### Excerpt
G7 Summit: The Three Biggest Decisions That Could Shape Markets in the Months Ahead

The G7 summit in Évian-les-Bains concluded on June 17 with agreements that could ripple across global markets. The measures included support for an Iran ceasefire framework, a coordinated push on critical mineral supply chains, and new voluntary AI commitments.
The US and Iran signed a 14-point memorandum of understanding that calls for an immediate end to military operations on all fronts. Iran commits to never producing nuclear weapons, and the US commits to dropping its embargo and working to terminate all sanctions.
Once the MOU is formally signed, the US Treasury Department will issue waivers allowing Iran to export crude oil, petroleum products, and derivatives, along with all associated banking and insurance services.
Because other countries avoided Iranian oil under US sanctions, China had been buying it at a steep discount. A senior US official said it was absurd to sanction Iranian oil in a way that still allowed sales, effectively giving China a discount on every barrel.
The agreement also outlines a $300B reconstruction fund for Iran, to be funded by Gulf state partners rather than the US. That fund is contingent on Iran honoring the deal's terms, particularly on the nuclear issue.
The MOU opens a 60-day negotiating window for a final deal.
Separately, G7 leaders agreed that no single country should supply more than 60% of their rare earth and permanent magnet imports by 2030. The implicit target is China.
Beyond 2030, leaders aim to reduce that threshold further to 50%. Specific targets for other critical minerals are expected by year-end, and a shared platform for recycling and new mining projects is planned.
A 2025 International Energy Agency (IEA) report found China controlled roughly 70% of refining processes for the majority of critical minerals.
China produces 85% of processed cobalt. It produces 99% of primary gallium. Japan, despite years of effort after a 2010 export ban, still sources ~75% of its rare earth imports from China.
Meeting the 2030 deadline is widely viewed as a stretch. Many mining projects face funding gaps, regulatory delays, and technical setbacks.
Chiefs of leading frontier AI companies attended the G7 working lunch alongside heads of state.
Attendees included OpenAI's Sam Altman, Anthropic's Dario Amodei, and Google DeepMind's Demis Hassabis, along with roughly a dozen other executives.
Amodei and Hassabis called for a US-led international coalition to set AI rules and standards. Canadian Prime Minister Mark Carney indicated support for US leadership on the issue.
The meeting carries added urgency because the Trump administration recently imposed export controls on Anthropic's Fable 5 and Mythos 5 models, citing national security concerns. That move alarmed other G7 nations, which had assumed continued access to US AI infrastructure.
G7 nations had long assumed that sovereign AI investment would still come with access to the US tech stack, but the export controls signaled a willingness to cut off even treaty allies from certain AI capabilities, says Emerson Brooking of the Atlantic Council.
The expected outcome is a package of voluntary commitments covering youth safety, frontier model risks in cyber and bioterrorism, and standards for testing. Those pledges are likely to become the baseline for global AI governance in the near term.

### Data to examine
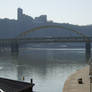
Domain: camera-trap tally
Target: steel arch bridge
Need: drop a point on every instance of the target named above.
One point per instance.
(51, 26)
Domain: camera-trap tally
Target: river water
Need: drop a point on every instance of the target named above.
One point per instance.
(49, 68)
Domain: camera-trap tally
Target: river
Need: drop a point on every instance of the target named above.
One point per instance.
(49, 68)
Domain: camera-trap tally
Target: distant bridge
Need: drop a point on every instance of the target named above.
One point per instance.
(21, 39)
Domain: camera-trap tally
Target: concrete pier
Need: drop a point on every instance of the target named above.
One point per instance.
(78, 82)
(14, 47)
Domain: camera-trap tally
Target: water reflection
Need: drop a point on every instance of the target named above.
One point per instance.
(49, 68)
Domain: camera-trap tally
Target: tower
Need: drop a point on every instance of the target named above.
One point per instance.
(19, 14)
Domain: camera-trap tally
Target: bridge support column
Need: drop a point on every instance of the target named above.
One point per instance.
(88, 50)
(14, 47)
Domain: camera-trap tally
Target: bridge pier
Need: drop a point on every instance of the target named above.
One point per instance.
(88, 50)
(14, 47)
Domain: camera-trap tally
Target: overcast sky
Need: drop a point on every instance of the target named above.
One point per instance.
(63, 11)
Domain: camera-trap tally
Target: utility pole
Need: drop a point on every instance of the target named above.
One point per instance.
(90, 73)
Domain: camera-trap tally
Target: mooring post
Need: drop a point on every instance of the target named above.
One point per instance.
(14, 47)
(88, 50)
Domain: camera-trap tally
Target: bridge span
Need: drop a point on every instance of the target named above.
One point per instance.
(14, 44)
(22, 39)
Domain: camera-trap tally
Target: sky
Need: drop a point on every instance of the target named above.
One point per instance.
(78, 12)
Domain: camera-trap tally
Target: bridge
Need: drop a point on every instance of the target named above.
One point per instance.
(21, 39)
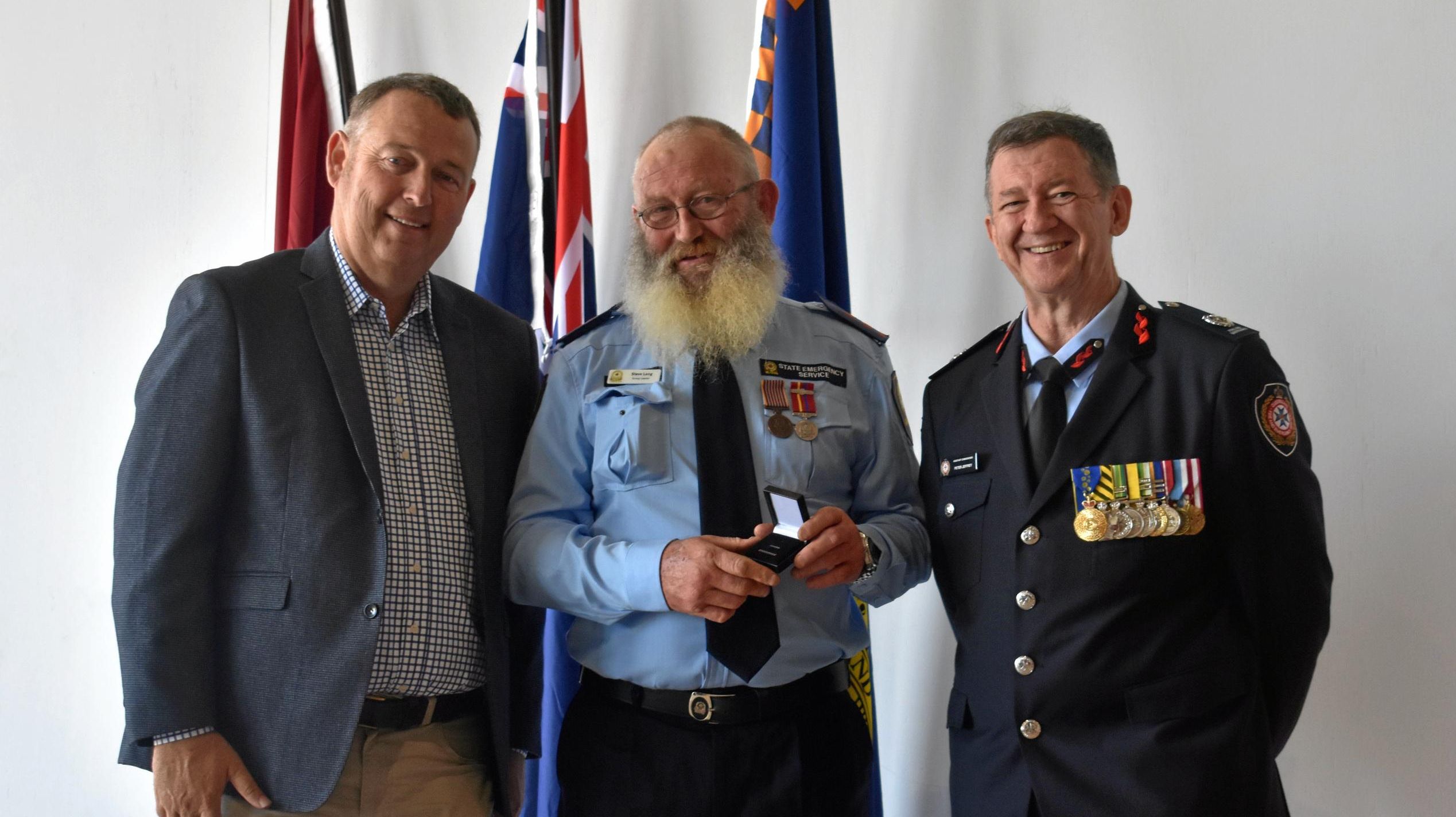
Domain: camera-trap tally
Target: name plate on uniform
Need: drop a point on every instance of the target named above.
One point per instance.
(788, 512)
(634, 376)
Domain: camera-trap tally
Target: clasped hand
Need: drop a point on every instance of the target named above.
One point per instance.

### To do
• 1. Turn the paragraph of the G7 summit article that begins "Beyond 2030, leaders aim" into a short bulleted list that keeps its main facts.
• 2. In the G7 summit article, how long is the negotiating window that the MOU opens for a final deal?

### Responses per task
• 1.
- After 2030, leaders aim to cut the threshold further, to 50%.
- Specific targets for other critical minerals are expected by year-end.
- A shared platform for recycling and new mining projects is planned.

• 2. 60 days.